═════ Material
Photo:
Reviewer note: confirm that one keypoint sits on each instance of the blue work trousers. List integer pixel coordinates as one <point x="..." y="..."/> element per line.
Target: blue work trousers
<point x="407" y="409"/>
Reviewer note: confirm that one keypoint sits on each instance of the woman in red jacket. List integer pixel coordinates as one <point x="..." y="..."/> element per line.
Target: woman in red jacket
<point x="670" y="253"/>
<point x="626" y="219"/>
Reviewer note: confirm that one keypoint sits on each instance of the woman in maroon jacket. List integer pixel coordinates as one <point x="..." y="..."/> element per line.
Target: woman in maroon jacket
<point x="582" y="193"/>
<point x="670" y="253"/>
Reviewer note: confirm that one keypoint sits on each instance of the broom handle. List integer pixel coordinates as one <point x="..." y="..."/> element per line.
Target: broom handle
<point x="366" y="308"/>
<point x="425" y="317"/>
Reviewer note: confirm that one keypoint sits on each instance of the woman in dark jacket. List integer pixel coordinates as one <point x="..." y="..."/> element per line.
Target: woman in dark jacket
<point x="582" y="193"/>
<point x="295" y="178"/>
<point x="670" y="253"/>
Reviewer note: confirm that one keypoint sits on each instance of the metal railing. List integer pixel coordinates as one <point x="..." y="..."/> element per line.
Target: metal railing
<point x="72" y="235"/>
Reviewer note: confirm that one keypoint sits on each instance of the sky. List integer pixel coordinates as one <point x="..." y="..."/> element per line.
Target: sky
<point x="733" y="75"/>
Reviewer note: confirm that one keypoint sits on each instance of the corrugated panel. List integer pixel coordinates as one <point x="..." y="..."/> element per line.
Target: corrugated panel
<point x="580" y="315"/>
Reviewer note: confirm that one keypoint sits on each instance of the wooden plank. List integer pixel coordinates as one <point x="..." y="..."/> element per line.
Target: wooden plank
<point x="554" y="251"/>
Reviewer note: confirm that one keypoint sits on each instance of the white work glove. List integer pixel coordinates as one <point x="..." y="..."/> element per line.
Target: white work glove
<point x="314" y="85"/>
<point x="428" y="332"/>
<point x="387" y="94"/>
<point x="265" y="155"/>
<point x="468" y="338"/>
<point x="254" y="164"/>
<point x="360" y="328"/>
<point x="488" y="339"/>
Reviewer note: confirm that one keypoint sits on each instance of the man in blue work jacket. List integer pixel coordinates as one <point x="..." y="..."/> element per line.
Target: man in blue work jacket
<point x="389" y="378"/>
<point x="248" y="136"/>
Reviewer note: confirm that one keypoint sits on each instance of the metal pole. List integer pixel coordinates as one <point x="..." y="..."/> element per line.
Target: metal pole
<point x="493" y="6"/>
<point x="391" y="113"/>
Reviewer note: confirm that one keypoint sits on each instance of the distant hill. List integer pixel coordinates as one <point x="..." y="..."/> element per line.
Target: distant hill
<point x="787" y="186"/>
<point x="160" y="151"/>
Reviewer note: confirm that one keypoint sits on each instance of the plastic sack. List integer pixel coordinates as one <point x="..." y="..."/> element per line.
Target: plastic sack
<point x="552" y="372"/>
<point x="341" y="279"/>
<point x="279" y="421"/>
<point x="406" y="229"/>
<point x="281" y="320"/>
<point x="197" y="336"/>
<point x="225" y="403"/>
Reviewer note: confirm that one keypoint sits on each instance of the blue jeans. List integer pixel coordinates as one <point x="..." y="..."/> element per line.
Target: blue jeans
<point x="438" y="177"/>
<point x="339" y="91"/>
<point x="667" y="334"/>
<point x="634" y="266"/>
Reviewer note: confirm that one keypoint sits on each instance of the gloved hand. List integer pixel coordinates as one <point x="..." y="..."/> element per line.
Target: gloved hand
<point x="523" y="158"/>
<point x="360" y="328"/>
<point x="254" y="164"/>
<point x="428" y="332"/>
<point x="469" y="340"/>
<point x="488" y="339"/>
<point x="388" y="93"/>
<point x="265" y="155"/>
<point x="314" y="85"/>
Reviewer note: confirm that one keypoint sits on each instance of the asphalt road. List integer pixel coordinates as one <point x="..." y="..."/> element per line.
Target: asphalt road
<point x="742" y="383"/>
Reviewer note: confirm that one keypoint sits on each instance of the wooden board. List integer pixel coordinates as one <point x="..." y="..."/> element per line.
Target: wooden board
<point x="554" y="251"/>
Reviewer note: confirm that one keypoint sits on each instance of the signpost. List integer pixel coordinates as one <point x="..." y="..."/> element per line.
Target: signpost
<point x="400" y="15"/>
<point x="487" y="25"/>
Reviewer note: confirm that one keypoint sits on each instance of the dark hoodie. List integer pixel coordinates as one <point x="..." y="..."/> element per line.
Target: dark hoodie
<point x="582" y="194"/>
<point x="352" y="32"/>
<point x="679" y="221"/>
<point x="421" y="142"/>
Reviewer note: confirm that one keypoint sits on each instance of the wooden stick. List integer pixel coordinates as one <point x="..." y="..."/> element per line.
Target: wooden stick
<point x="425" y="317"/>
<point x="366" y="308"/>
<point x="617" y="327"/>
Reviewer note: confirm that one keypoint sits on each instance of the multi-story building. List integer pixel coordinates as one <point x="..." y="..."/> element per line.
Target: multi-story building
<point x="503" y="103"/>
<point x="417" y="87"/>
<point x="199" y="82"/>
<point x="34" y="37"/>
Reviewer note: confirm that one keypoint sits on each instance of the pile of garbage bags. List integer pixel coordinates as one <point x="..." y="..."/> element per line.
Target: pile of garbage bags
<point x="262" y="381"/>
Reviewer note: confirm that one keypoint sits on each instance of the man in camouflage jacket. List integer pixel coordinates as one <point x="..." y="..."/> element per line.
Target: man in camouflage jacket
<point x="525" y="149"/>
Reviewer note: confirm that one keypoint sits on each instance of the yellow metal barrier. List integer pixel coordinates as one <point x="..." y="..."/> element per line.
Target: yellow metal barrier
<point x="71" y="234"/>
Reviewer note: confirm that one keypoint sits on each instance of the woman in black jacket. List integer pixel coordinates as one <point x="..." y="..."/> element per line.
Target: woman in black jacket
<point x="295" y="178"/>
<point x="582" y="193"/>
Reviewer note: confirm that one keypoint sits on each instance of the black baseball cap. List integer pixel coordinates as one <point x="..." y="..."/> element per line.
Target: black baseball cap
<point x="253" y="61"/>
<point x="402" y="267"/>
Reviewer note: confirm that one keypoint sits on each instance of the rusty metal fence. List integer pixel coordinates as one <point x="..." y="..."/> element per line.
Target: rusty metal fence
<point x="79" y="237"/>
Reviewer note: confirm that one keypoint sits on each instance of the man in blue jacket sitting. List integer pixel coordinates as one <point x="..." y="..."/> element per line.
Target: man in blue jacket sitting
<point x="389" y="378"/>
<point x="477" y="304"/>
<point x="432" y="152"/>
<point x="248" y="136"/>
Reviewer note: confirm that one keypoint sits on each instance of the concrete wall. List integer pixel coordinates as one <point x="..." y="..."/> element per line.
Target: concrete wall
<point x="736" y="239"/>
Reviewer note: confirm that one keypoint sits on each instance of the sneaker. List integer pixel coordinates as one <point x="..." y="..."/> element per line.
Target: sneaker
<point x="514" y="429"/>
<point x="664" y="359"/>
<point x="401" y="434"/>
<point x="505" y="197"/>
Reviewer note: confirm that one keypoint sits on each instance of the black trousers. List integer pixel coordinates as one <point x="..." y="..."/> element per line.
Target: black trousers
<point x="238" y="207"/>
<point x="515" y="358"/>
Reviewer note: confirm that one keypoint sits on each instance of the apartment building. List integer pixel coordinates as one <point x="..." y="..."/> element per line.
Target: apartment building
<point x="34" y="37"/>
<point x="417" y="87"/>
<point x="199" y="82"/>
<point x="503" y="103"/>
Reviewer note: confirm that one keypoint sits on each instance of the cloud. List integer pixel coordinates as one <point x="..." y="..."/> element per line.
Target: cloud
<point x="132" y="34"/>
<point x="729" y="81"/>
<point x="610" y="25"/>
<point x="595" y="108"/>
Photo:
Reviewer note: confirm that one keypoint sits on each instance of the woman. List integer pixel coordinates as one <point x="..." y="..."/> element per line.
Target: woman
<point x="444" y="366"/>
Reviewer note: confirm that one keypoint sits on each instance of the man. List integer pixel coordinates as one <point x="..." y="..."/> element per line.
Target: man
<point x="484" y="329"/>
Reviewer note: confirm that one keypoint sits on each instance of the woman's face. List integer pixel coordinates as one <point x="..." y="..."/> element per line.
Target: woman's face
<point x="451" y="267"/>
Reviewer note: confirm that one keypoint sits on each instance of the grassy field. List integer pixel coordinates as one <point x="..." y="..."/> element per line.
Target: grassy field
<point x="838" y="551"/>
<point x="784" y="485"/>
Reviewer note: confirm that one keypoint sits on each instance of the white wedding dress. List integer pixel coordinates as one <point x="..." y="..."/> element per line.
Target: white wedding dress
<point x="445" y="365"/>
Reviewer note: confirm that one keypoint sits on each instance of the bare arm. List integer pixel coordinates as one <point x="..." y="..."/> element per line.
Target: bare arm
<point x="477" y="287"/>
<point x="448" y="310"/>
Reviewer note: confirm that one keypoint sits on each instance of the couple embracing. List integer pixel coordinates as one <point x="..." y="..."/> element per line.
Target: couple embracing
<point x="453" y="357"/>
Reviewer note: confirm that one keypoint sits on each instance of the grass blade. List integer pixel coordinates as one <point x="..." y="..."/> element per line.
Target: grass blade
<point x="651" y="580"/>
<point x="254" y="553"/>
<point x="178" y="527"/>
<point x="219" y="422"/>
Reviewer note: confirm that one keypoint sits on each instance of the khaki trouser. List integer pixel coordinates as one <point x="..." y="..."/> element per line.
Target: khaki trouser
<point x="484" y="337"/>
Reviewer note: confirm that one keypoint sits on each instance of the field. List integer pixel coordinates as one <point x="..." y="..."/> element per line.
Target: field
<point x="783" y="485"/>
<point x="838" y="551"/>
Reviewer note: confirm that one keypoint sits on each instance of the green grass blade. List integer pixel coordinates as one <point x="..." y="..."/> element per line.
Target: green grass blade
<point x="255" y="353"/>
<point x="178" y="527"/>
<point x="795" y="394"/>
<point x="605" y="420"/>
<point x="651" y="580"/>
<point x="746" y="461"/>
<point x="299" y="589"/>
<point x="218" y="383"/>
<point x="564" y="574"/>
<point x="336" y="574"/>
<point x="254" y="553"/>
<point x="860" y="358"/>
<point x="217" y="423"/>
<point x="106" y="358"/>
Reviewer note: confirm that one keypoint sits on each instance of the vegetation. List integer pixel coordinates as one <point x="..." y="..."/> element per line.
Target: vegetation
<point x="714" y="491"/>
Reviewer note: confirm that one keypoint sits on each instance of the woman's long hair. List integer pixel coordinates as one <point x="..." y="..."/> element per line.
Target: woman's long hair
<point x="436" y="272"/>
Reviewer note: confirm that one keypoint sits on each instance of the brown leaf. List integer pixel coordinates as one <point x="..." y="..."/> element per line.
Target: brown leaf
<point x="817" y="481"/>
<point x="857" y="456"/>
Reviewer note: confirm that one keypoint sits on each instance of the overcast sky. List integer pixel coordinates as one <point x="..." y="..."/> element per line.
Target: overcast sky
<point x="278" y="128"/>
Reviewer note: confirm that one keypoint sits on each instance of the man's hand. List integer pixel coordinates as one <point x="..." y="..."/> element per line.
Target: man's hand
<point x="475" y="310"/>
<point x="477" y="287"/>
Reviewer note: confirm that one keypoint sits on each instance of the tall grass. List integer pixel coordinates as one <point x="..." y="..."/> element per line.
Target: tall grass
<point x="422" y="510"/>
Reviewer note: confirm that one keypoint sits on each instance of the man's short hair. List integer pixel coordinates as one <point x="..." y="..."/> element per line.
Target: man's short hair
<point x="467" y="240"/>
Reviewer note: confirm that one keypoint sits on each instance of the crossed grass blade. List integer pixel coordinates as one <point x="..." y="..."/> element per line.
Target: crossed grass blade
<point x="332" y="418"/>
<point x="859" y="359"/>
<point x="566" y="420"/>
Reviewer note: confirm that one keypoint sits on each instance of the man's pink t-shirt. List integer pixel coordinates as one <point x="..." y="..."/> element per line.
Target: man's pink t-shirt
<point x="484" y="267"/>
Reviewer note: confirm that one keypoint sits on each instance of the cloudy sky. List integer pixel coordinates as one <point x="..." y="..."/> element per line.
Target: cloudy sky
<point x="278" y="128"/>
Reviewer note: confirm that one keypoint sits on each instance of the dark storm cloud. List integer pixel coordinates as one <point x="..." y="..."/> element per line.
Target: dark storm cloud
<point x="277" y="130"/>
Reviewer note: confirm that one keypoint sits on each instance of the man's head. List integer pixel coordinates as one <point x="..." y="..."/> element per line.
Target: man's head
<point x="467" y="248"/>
══════════
> [Exercise directions] In the records above, find the line containing "of the crossed"; please retype it and every line after it through the last line, exactly and with nothing else.

> [Finished task]
Reviewer note: confirm that one keypoint sits on each instance of the crossed grass blade. List integer pixel coordinates as one <point x="..." y="..."/> element per line.
Target: crossed grass blade
<point x="332" y="418"/>
<point x="859" y="359"/>
<point x="566" y="420"/>
Reviewer note: confirm that one keypoint sits on each instance of the man's pink t-shirt. List integer pixel coordinates as one <point x="..." y="..."/> element per line.
Target: man's pink t-shirt
<point x="484" y="267"/>
Reviewer note: confirm that one keypoint sits on each instance of the cloudy sky. List integer pixel coordinates as one <point x="..." y="..."/> element per line.
Target: cloudy sky
<point x="278" y="128"/>
Reviewer note: confirm that one keypoint sits on each instance of the dark storm cloud. List integer pixel coordinates as one <point x="..." y="..."/> element per line.
Target: dark storm cloud
<point x="277" y="130"/>
Reviewer note: confirm that one keypoint sits on each instance of the man's head. List integer pixel coordinates as one <point x="..." y="..."/> element per line.
Target: man's head
<point x="467" y="248"/>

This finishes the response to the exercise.